> [WORK ORDER]: Check each line below for the word "outline", and copy those that have it.

> [AVAILABLE RECORDS]:
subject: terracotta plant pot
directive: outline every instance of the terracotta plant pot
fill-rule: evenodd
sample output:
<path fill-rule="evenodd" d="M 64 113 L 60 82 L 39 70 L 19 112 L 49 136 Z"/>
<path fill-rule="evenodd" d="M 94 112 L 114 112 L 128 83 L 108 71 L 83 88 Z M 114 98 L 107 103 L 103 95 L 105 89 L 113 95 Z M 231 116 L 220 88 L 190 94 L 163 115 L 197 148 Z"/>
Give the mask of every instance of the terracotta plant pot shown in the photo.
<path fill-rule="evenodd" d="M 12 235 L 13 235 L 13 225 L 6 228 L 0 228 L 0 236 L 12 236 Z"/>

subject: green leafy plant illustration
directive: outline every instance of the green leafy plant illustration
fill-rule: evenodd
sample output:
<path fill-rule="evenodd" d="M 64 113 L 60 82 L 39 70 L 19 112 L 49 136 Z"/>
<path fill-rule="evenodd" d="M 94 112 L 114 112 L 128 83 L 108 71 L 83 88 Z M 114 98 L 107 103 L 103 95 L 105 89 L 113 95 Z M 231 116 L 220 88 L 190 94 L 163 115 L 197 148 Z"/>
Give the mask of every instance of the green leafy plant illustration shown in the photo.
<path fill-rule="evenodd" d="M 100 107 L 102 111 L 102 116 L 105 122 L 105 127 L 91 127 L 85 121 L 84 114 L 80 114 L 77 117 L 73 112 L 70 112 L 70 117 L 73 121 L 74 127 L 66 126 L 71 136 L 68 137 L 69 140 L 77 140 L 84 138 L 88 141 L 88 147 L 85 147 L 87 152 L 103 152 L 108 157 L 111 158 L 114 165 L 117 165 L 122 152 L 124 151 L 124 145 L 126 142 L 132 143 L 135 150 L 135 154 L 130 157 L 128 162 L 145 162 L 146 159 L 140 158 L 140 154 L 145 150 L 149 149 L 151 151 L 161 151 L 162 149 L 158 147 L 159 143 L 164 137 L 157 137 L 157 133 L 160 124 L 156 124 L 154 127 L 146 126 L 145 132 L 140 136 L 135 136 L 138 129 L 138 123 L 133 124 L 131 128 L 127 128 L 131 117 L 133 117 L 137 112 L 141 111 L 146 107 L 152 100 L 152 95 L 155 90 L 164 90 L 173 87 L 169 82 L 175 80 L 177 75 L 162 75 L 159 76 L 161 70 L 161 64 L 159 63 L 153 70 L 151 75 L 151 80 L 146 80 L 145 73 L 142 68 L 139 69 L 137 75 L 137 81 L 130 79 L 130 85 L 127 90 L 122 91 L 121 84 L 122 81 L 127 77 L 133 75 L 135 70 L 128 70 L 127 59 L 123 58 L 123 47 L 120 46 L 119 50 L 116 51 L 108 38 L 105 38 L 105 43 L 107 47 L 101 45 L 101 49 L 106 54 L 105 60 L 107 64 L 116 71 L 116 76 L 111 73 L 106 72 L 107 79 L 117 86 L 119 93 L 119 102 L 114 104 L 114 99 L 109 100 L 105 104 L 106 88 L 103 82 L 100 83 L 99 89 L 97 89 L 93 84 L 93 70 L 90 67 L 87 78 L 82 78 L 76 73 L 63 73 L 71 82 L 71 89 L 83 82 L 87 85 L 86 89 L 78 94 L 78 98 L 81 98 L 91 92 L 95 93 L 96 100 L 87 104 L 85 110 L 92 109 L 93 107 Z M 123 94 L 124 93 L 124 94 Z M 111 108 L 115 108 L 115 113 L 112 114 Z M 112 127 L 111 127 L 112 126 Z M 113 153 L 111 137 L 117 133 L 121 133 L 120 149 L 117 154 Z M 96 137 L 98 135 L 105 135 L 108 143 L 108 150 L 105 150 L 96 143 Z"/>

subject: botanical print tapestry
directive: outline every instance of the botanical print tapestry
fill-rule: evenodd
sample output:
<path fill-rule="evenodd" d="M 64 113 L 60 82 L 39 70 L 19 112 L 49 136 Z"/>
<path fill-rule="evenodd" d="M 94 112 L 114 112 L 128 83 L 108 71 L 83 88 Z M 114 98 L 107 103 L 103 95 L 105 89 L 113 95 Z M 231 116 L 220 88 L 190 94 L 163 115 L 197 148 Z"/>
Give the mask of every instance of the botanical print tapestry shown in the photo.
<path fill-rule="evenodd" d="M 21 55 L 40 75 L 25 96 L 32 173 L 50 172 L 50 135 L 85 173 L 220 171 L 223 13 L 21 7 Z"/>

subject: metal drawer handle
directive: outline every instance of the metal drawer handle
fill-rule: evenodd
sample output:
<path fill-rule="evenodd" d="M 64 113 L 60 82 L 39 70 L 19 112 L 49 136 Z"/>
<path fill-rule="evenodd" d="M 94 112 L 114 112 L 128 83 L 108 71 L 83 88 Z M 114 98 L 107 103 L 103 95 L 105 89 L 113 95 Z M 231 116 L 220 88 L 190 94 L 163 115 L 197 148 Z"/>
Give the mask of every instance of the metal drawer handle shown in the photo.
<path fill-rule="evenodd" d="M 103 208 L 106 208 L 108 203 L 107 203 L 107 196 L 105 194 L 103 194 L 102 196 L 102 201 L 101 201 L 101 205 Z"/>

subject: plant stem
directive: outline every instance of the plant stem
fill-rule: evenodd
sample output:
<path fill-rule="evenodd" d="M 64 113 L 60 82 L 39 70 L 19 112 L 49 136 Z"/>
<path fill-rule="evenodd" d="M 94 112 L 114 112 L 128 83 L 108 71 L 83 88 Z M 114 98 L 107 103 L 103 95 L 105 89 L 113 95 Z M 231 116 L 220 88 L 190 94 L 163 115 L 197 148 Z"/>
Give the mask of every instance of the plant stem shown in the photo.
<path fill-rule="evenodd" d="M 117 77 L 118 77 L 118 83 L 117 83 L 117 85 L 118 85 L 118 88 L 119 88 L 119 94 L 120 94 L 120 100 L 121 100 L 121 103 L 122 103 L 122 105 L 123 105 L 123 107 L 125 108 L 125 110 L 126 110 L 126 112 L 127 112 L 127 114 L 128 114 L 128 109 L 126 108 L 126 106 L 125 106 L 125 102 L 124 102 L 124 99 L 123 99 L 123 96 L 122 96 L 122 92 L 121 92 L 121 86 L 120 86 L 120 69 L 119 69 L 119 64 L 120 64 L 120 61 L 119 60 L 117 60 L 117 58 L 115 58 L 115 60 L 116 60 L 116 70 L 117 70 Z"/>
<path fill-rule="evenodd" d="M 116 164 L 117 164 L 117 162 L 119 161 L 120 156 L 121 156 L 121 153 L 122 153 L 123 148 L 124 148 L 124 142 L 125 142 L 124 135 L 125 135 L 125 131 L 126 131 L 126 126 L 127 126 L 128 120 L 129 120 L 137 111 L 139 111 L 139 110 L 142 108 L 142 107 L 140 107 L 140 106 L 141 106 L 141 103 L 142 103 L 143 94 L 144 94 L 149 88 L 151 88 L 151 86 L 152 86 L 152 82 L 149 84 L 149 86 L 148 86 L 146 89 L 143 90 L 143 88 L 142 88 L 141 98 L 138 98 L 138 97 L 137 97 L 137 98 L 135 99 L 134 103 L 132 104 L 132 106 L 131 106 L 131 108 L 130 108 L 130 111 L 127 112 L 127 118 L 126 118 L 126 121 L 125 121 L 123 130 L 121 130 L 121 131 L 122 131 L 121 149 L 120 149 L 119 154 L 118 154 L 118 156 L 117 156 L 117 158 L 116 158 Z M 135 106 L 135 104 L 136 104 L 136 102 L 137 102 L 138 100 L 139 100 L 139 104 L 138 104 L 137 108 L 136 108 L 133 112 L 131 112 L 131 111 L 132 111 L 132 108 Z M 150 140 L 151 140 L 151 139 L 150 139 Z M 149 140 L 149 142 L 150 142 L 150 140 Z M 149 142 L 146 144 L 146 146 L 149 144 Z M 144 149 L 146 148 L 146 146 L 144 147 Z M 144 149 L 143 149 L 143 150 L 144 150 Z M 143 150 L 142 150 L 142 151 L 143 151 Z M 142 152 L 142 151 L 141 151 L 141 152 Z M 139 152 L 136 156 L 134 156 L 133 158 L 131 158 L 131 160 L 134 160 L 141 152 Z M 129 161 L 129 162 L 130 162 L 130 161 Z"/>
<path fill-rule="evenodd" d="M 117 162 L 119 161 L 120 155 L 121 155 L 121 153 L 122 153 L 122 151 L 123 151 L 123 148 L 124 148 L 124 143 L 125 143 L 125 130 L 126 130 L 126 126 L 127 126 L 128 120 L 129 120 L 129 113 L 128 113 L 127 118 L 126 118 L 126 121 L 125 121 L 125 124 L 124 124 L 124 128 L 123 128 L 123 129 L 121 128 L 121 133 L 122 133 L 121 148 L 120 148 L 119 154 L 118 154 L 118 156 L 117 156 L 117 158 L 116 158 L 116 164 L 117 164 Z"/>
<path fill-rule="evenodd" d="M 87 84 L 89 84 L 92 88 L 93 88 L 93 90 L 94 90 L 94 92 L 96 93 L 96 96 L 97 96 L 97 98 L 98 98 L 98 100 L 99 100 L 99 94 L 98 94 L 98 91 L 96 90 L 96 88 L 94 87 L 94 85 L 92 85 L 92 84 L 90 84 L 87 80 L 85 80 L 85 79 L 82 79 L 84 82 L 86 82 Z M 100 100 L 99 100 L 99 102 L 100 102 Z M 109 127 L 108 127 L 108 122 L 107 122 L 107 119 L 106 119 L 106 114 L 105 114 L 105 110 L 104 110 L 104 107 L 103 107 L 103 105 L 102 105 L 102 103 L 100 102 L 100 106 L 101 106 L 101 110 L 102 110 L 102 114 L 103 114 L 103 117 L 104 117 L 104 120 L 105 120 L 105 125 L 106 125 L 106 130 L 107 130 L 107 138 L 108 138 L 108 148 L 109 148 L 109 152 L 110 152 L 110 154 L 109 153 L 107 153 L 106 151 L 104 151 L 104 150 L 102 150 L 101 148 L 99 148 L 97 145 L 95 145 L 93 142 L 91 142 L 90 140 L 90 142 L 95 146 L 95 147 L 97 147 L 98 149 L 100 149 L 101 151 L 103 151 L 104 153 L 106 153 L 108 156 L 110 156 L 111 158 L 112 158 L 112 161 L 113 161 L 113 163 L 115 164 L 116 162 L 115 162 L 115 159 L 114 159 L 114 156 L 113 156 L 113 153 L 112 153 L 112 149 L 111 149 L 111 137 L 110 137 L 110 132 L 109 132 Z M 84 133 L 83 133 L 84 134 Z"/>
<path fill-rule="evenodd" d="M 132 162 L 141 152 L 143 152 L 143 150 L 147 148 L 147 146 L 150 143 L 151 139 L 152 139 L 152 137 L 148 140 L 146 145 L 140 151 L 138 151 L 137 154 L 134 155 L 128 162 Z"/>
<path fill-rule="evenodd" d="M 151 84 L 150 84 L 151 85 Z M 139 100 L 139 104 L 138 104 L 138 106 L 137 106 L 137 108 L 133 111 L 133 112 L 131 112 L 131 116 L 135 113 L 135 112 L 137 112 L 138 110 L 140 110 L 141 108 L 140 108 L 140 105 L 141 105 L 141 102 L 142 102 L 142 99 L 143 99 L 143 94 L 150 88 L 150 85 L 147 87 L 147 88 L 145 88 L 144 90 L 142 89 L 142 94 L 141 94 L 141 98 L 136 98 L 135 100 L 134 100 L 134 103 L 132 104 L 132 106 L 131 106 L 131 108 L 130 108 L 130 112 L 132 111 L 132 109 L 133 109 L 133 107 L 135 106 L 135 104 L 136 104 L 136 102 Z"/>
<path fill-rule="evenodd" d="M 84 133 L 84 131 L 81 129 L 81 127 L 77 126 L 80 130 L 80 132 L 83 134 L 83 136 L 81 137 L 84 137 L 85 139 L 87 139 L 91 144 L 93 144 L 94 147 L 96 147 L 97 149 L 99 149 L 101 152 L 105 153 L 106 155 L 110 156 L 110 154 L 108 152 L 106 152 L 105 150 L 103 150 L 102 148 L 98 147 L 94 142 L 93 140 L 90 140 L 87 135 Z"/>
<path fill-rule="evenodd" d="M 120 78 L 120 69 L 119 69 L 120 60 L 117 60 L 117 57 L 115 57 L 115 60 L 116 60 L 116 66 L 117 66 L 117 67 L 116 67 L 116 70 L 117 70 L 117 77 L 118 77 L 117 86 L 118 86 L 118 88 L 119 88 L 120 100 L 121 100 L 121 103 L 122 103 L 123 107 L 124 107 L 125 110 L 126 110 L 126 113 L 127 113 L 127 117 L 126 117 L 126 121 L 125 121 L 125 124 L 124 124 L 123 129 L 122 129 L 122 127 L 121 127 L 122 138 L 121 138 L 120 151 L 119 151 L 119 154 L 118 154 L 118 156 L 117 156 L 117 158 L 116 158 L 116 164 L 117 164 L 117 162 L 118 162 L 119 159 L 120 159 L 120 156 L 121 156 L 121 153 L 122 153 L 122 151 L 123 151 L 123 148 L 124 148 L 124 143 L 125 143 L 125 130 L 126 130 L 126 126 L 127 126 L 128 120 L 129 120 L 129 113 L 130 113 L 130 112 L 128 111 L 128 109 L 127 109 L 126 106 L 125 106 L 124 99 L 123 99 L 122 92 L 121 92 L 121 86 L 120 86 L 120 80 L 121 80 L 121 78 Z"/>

> [ANSWER TO THIS TASK]:
directive: outline every instance of the terracotta plant pot
directive: outline every instance of the green leafy plant illustration
directive: outline every instance of the botanical print tapestry
directive: outline every instance of the metal drawer handle
directive: outline every instance of the plant stem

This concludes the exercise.